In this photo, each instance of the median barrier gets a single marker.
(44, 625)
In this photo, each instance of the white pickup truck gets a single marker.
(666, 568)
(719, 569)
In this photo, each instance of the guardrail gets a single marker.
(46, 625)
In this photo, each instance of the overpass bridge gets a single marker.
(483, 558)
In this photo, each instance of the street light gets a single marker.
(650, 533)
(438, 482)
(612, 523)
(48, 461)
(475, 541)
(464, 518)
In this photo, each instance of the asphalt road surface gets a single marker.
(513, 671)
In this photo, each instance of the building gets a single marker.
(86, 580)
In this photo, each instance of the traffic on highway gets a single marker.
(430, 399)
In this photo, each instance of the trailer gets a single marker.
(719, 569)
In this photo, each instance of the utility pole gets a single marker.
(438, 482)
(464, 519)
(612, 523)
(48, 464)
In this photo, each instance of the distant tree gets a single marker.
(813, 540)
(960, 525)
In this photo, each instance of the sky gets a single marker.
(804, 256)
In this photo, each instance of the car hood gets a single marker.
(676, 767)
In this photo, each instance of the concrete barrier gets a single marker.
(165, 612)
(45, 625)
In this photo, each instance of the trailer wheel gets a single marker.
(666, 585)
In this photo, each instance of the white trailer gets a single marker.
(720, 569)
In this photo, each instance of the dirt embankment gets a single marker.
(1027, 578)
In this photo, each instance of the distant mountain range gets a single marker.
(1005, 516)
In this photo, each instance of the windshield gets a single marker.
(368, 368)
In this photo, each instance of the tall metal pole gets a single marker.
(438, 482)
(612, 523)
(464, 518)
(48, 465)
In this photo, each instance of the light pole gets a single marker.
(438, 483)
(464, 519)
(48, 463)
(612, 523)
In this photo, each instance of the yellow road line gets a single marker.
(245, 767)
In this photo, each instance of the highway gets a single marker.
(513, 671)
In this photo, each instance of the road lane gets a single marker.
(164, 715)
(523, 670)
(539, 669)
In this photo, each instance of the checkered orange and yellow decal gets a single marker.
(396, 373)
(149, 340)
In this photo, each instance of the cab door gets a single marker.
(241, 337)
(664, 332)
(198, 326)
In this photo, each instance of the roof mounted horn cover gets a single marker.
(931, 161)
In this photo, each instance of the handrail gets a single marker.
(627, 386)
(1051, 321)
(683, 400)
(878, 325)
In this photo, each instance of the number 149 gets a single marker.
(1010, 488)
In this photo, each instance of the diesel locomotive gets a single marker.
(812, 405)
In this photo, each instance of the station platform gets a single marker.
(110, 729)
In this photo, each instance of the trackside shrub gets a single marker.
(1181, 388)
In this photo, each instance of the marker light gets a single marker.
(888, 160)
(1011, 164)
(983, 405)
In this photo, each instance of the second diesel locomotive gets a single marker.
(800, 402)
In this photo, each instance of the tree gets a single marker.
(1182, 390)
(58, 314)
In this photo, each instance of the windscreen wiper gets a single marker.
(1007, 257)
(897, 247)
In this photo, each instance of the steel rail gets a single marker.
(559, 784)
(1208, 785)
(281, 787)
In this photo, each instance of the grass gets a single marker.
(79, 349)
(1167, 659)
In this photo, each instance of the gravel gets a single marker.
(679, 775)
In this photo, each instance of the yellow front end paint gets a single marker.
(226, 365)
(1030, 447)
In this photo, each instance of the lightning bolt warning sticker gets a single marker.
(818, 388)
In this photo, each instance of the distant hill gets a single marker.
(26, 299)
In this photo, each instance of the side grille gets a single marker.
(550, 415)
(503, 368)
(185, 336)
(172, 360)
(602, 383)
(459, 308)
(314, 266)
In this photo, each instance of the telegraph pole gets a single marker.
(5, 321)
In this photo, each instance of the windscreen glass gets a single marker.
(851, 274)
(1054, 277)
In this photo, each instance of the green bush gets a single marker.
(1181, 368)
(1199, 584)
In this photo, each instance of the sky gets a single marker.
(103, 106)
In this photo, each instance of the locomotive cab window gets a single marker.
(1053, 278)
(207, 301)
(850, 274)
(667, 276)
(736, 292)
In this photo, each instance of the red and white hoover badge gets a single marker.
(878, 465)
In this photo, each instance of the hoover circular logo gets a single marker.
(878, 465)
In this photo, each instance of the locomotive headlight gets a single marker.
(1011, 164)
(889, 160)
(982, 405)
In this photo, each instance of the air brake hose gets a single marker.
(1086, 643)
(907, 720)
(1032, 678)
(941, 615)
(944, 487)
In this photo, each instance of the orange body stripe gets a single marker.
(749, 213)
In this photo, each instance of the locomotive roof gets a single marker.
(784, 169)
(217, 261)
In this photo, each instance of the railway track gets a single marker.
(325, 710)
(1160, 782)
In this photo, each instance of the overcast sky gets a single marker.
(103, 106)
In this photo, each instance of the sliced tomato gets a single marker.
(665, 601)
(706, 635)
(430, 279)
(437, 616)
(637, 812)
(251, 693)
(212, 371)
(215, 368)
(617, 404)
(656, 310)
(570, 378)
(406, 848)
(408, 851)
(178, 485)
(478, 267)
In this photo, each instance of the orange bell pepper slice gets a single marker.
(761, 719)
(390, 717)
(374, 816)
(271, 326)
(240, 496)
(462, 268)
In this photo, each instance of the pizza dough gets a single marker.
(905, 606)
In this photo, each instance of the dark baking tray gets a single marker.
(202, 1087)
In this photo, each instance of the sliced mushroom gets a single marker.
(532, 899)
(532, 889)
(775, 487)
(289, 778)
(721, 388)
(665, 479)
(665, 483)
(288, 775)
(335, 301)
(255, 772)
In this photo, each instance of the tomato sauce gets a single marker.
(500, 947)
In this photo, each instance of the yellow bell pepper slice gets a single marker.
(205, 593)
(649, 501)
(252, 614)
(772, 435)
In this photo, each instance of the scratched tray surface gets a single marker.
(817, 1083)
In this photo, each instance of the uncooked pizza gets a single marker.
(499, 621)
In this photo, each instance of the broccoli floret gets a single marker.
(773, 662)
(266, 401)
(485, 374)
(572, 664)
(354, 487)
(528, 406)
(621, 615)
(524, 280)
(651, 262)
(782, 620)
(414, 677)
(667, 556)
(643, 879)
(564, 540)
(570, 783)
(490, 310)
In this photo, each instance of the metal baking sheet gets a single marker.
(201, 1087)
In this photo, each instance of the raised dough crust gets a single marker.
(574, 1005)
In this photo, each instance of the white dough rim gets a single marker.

=-=-=

What you are asked to do: Quote each line of the listing above exactly.

Result of the task:
In this photo, each instance of the median barrier gets a single marker.
(44, 625)
In this photo, each instance of the white pickup truck gets a single marker.
(666, 568)
(719, 569)
In this photo, each instance of the guardrail gets a single marker.
(46, 625)
In this photo, each instance of the overpass bridge gets a single marker.
(483, 558)
In this photo, each instance of the street light gets a single marker.
(650, 533)
(438, 482)
(612, 523)
(48, 461)
(475, 541)
(464, 518)
In this photo, each instance of the asphalt road surface gets a single marker.
(513, 671)
In this photo, each instance of the building gets a single marker.
(86, 580)
In this photo, each instance of the traffic on highway gets a single marker.
(430, 399)
In this photo, each instance of the trailer gets a single marker.
(719, 569)
In this photo, each instance of the utility pole gets a single marker.
(438, 482)
(464, 519)
(612, 523)
(48, 464)
In this photo, each instance of the distant tree gets a single marker.
(813, 540)
(960, 525)
In this photo, each instance of the sky gets a single marker.
(804, 256)
In this photo, each instance of the car hood gets a single marker.
(676, 767)
In this photo, each instance of the concrete barrier gets a single marker.
(165, 612)
(45, 625)
In this photo, each instance of the trailer wheel gets a single marker.
(666, 585)
In this photo, each instance of the white trailer gets a single marker.
(720, 569)
In this photo, each instance of the dirt embankment gets a single marker.
(1027, 578)
In this photo, each instance of the distant mountain range gets a single marker.
(1005, 516)
In this photo, each instance of the windshield gets a single marker.
(368, 368)
In this photo, each instance of the tall metal pole gets a single marker.
(438, 482)
(612, 523)
(464, 518)
(48, 465)
In this photo, each instance of the light pole gets a single marker.
(438, 483)
(464, 519)
(48, 463)
(612, 523)
In this photo, each instance of the yellow road line gets a single marker.
(245, 767)
In this photo, each instance of the highway gets a single marker.
(513, 671)
In this photo, each instance of the road lane gets a single marker.
(164, 715)
(523, 670)
(539, 669)
In this photo, each instance of the checkered orange and yellow decal gets a single marker.
(396, 373)
(149, 340)
In this photo, each instance of the cab door gets a single marker.
(241, 337)
(664, 332)
(198, 326)
In this photo, each instance of the roof mounted horn cover gets a single marker.
(931, 161)
In this photo, each instance of the handrail gets a single marker.
(627, 386)
(1051, 321)
(683, 400)
(878, 325)
In this photo, each instance of the number 149 gets a single marker.
(1010, 488)
In this photo, each instance of the diesel locomotive gets a single marker.
(812, 405)
In this photo, each instance of the station platform gets a single marker.
(110, 729)
In this photo, each instance of the trackside shrub gets a single marker.
(1181, 388)
In this photo, each instance of the marker light gets a single marker.
(888, 160)
(1011, 164)
(983, 405)
In this photo, each instance of the second diesel locomotive gets a single marker.
(800, 402)
In this photo, each instance of the tree gets a single marker.
(1182, 390)
(58, 314)
In this photo, each instance of the windscreen wiper gets a single marker.
(1007, 257)
(897, 247)
In this photo, each instance of the steel rail gets a single marker.
(559, 784)
(1208, 785)
(281, 787)
In this photo, each instance of the grass gets a single marker.
(79, 349)
(1167, 659)
In this photo, each instance of the gravel gets a single marker.
(679, 775)
In this photo, each instance of the yellow front end paint gets a single marker.
(226, 365)
(1030, 447)
In this photo, each instance of the lightning bolt warning sticker gets a single marker.
(818, 388)
In this photo, each instance of the distant hill gets a single marker.
(26, 299)
In this photo, each instance of the side grille gets a single marker.
(550, 415)
(503, 368)
(185, 336)
(172, 360)
(602, 383)
(459, 308)
(314, 266)
In this photo, each instance of the telegraph pole gets a single marker.
(5, 321)
In this photo, each instance of the windscreen glass gets a single marker.
(851, 274)
(1054, 277)
In this photo, each instance of the green bush gets a single marker.
(1181, 368)
(1199, 584)
In this photo, each instance of the sky gets a single marker.
(103, 106)
In this photo, each instance of the locomotive cab window gets a single marker.
(1053, 278)
(207, 301)
(850, 274)
(667, 276)
(736, 292)
In this photo, each instance of the red and white hoover badge gets a single marker.
(878, 465)
In this photo, each instance of the hoover circular logo gets a single marker.
(878, 465)
In this photo, each instance of the locomotive headlight gets a single marker.
(1011, 164)
(889, 160)
(982, 405)
In this photo, each instance of the air brake hose gets a single marker.
(1086, 643)
(907, 720)
(1032, 678)
(941, 615)
(944, 487)
In this photo, each instance of the orange body stripe gets a single marker.
(749, 213)
In this photo, each instance of the locomotive roof gets a single marker.
(784, 169)
(217, 261)
In this photo, each instance of the railway track gets a single marker.
(325, 710)
(1160, 782)
In this photo, each instance of the overcast sky gets a single marker.
(103, 106)
In this photo, each instance of the sliced tomato gets a single marker.
(665, 601)
(706, 635)
(430, 279)
(437, 616)
(637, 812)
(251, 693)
(212, 371)
(215, 368)
(617, 404)
(656, 310)
(570, 378)
(406, 848)
(408, 851)
(178, 485)
(478, 267)
In this photo, each instance of the orange bell pepper slice gets a single marker.
(761, 719)
(390, 717)
(374, 816)
(271, 326)
(240, 496)
(462, 268)
In this photo, each instance of the pizza dough gets a single marker.
(905, 606)
In this photo, each instance of the dark baking tray gets a single marker.
(202, 1087)
In this photo, each instance of the sliced mushroom gets a single marker.
(532, 899)
(532, 889)
(775, 487)
(289, 778)
(721, 388)
(665, 479)
(665, 483)
(288, 775)
(335, 301)
(255, 772)
In this photo, each instance of the tomato sauce gets a single marker.
(500, 947)
In this photo, each instance of the yellow bell pepper slice gets a single marker.
(205, 593)
(649, 501)
(252, 614)
(772, 435)
In this photo, each instance of the scratched tray surface gets a single marker.
(817, 1083)
In this photo, each instance of the uncooked pizza gets a single marker.
(499, 621)
In this photo, each instance of the broccoli floret gets a single marker.
(773, 662)
(266, 401)
(485, 374)
(572, 664)
(354, 487)
(528, 406)
(621, 615)
(524, 280)
(651, 262)
(782, 620)
(414, 677)
(667, 556)
(643, 879)
(564, 540)
(570, 783)
(490, 310)
In this photo, each instance of the metal baking sheet gets a single marker.
(201, 1087)
In this photo, each instance of the raised dough crust gets a single marker.
(574, 1005)
In this photo, each instance of the white dough rim gets a single marker.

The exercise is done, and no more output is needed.